* **JOB**
Convert the entry lines starting at the line containing "Task: If you could identify the black corset" and ending at the line containing "point(810, 684)" into a Markdown table with the columns Row and Entry line, numbering each line and skipping blank lines. Leave the pictures out.

* **LISTED ENTRIES**
++++++++

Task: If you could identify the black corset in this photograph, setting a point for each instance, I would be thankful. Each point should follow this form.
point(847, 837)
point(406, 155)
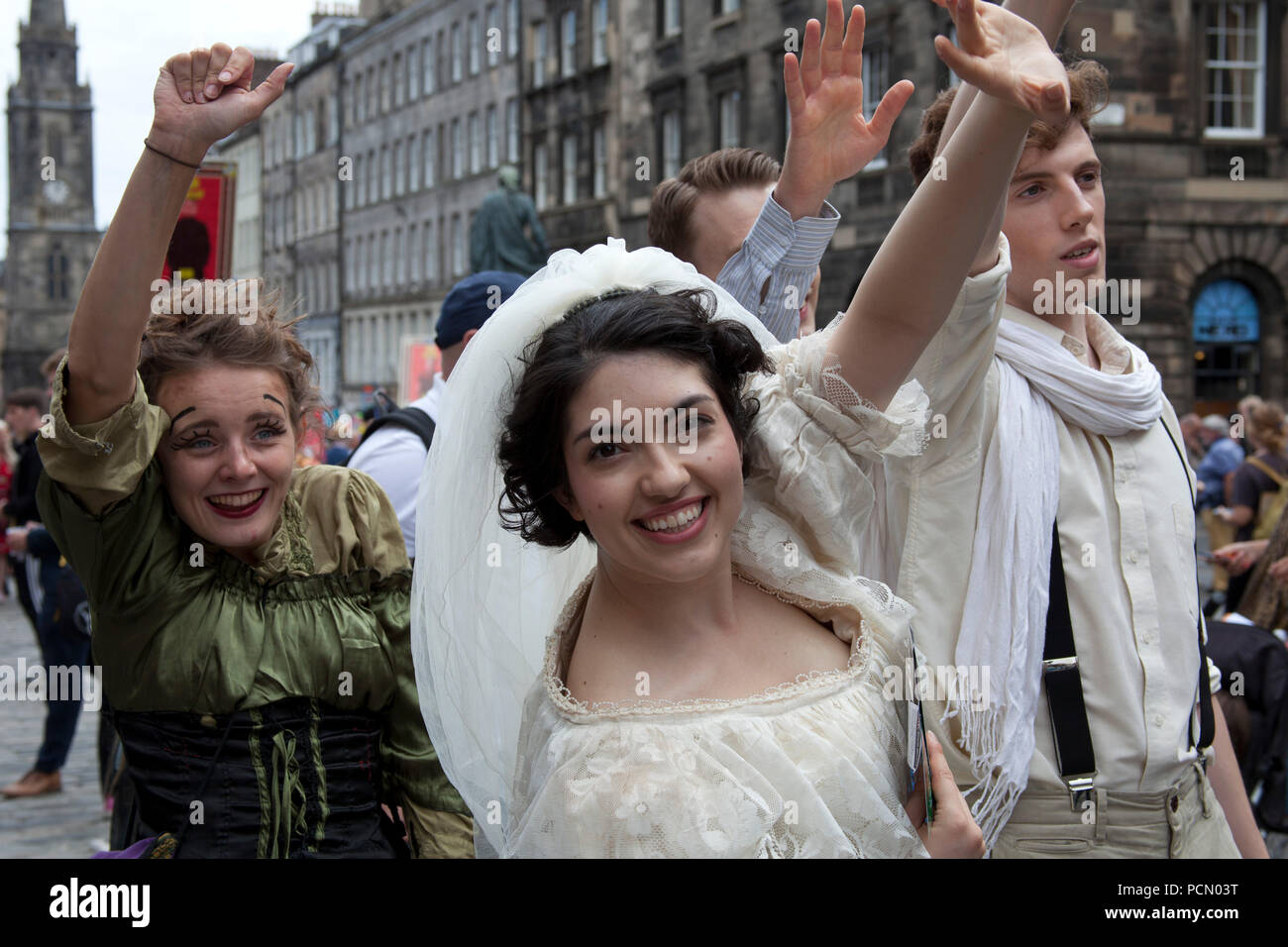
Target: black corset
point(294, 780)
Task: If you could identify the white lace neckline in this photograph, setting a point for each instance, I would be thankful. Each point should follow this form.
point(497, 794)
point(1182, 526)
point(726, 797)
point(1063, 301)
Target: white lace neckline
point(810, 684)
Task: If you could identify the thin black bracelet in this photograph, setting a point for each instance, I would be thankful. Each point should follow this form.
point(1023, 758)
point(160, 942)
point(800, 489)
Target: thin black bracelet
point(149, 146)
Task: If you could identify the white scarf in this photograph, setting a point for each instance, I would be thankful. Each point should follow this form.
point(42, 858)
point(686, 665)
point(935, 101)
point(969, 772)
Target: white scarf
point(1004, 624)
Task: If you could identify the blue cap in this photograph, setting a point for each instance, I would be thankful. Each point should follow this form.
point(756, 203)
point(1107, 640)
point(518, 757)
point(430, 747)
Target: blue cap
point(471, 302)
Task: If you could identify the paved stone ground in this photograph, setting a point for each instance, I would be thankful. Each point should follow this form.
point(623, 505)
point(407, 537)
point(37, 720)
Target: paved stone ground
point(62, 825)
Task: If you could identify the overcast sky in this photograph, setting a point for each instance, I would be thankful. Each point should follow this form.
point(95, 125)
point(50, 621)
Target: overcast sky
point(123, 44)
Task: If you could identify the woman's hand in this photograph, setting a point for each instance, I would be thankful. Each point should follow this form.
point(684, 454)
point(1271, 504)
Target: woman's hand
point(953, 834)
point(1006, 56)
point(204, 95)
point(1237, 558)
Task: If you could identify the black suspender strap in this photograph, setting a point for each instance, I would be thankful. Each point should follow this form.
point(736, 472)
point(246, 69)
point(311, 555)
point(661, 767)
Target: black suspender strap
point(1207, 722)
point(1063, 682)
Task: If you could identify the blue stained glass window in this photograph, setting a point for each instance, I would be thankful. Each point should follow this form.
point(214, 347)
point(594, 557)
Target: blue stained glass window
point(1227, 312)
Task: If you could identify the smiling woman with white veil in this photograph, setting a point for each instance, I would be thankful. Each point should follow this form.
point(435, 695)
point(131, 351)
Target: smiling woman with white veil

++++++++

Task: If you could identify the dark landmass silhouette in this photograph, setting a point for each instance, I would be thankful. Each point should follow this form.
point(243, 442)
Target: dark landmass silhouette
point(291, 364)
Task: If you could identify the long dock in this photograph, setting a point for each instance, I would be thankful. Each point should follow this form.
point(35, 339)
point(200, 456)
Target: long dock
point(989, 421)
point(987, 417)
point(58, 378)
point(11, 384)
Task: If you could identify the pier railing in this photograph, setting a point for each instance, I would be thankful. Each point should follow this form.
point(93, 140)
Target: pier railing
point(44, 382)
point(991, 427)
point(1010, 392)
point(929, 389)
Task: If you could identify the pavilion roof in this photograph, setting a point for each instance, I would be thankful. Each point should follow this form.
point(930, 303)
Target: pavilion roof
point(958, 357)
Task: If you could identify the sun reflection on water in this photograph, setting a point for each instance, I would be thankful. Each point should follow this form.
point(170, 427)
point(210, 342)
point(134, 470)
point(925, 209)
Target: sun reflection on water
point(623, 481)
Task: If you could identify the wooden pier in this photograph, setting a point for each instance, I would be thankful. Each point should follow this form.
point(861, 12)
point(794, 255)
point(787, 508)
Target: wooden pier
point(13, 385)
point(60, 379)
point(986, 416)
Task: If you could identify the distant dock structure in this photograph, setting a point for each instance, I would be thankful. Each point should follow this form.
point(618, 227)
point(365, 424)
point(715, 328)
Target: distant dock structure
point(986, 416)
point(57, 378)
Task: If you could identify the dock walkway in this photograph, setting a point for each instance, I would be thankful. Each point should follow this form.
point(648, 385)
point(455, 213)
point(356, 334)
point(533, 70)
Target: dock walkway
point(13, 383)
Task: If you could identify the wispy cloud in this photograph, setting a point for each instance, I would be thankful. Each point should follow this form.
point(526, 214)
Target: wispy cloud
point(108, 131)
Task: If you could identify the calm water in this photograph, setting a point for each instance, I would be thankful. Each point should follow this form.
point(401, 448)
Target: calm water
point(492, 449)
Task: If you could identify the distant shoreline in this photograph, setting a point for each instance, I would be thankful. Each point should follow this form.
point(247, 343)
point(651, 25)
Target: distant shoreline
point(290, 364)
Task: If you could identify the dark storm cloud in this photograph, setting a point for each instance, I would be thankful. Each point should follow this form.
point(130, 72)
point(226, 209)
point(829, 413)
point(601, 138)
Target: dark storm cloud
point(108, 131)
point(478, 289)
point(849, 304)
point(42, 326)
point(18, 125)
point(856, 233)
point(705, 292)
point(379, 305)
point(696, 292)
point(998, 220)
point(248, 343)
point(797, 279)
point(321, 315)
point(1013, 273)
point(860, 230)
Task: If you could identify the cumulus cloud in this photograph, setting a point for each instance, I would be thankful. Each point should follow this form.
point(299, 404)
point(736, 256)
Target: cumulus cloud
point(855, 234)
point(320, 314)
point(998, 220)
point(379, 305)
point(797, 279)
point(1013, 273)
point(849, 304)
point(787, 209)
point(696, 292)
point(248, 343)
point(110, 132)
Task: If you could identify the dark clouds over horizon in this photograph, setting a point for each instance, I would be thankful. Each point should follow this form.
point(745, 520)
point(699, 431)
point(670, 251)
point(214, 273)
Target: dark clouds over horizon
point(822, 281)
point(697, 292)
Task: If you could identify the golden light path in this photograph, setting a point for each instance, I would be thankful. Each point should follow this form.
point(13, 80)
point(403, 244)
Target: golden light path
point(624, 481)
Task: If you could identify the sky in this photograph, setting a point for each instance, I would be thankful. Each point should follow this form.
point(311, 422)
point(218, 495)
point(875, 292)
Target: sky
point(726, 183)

++++++++

* **WORKED SOLUTION**
| Row | Entry line |
|---|---|
| 1 | Task: If you could identify the black corset in this photograph, setting a point for each instance, I would be thankful. Each point should follow this form. |
| 2 | point(847, 837) |
| 3 | point(406, 155) |
| 4 | Target: black corset |
| 5 | point(294, 780) |
| 6 | Task: If you could identify the white lace neckline in this photograph, setting a point for each instance, I would be thankful. Each point should follow this form. |
| 7 | point(497, 794) |
| 8 | point(1182, 526) |
| 9 | point(726, 797) |
| 10 | point(1063, 301) |
| 11 | Target: white lace neckline |
| 12 | point(810, 684) |